**Exercise data**
--- Start ---
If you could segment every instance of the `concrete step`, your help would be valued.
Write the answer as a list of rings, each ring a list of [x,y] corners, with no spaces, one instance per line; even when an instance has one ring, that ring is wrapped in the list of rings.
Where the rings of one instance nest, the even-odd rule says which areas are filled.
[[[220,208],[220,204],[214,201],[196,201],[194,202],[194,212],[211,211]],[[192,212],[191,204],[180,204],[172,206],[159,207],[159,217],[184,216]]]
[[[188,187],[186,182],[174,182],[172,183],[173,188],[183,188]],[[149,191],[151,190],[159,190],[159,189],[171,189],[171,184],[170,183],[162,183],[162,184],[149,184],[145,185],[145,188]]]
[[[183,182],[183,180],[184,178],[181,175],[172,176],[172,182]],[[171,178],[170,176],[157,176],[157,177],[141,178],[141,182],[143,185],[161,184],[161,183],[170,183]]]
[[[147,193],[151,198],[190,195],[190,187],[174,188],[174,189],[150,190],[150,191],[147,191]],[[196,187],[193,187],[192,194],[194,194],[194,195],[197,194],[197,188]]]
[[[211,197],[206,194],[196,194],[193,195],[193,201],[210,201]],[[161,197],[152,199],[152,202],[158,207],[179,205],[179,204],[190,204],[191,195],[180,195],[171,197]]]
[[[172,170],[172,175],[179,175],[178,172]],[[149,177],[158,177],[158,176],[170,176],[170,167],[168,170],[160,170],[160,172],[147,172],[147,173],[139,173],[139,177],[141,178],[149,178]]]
--- End ---
--- Start ---
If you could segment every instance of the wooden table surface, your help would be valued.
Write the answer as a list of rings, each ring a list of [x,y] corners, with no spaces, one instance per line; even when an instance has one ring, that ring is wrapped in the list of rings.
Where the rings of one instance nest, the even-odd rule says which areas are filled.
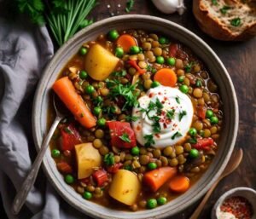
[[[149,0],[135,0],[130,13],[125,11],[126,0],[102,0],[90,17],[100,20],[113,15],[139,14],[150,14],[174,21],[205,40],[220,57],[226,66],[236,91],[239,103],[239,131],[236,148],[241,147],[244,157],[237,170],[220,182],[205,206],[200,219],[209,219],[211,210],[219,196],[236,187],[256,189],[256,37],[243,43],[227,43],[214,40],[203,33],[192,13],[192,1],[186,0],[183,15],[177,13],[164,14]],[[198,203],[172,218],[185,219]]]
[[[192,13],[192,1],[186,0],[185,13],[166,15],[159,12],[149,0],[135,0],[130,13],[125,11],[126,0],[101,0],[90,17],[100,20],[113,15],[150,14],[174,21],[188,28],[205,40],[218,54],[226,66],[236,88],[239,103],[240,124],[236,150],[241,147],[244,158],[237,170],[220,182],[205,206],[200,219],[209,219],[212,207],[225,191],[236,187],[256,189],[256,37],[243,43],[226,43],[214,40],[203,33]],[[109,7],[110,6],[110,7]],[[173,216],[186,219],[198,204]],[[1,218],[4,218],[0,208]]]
--- End ---
--- Start ---
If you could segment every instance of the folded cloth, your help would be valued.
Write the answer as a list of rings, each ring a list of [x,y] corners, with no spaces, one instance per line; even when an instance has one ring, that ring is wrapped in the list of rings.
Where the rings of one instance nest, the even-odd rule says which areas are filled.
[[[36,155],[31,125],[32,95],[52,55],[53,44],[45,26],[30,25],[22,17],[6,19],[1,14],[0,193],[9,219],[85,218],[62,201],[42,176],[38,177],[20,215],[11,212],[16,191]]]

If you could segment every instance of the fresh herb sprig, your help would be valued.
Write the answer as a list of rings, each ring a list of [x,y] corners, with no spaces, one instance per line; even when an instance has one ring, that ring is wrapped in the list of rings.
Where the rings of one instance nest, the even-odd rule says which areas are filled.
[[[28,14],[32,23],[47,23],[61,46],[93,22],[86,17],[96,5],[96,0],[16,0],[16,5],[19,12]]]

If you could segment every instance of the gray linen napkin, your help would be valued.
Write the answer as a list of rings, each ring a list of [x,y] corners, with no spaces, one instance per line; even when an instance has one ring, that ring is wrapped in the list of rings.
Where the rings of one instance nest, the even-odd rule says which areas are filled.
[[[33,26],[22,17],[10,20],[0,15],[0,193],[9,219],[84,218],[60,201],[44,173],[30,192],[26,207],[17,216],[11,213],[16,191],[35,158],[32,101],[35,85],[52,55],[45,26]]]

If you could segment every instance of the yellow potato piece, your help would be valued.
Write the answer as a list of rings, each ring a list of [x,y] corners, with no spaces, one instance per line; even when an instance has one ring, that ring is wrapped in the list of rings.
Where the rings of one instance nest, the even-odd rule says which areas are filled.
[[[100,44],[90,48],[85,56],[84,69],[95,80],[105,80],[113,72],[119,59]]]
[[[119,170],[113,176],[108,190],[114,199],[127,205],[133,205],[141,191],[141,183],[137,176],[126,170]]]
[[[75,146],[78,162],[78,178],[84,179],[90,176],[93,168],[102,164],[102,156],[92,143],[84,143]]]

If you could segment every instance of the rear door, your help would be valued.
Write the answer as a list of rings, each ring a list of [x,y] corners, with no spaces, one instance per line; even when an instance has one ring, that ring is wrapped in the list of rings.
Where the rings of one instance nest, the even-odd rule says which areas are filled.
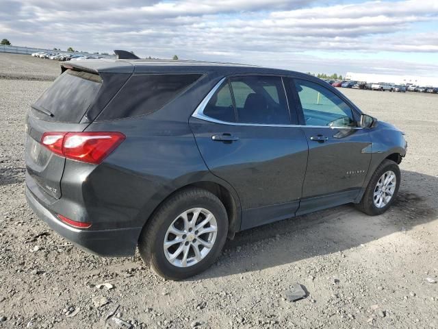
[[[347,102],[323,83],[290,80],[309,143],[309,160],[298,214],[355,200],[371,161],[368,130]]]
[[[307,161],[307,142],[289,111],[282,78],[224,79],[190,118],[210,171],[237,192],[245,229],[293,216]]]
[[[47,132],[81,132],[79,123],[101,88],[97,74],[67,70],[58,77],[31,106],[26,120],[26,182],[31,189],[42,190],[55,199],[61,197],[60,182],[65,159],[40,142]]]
--- End ---
**What needs to be done**
How many lines in the data above contain the string "gray"? Reply with the number alone.

**Result for this task**
1